**Problem to work on**:
Please reproduce every entry, keeping each one exact.

**Supplied material**:
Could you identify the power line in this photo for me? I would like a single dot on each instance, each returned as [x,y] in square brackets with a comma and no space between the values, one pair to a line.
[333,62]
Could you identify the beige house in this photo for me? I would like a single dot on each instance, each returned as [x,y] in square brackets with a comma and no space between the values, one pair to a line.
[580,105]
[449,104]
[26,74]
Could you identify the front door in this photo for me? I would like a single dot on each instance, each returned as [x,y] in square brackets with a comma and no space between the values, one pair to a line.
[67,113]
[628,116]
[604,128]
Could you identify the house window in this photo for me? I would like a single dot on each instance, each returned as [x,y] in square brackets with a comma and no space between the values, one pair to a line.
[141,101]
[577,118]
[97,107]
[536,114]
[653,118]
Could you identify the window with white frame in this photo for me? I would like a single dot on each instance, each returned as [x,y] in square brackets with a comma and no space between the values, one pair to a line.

**Completed task**:
Could you identify the power line in this photo for me? I would like a single dot on each instance, each returned as [x,y] in square brackets with a comma and no space between the values, one pair to a line.
[333,62]
Could you identify the beige house in this photo for me? I would like a single dot on each instance, each returned as [x,y] in square brackets with a comma and no space between the values, one pair to a line.
[580,105]
[449,104]
[26,74]
Could you identify the front door in this photo for me? I would like a single dot on each instance, each returned as [x,y] in square brackets with a comma and no space between the values, one pair to a line.
[67,113]
[628,116]
[604,128]
Could you identify the house window in this photo for me? I would like a single dot on each instance, each returned as [x,y] in square brackets with a comma and no space between the values, one pair to a line.
[141,101]
[577,118]
[97,107]
[536,114]
[653,118]
Could you identify the window with white frame in this photo for me? I would like a single dot on each instance, each returned as [x,y] in square brackets with a comma and no space between the values, one pair to a line.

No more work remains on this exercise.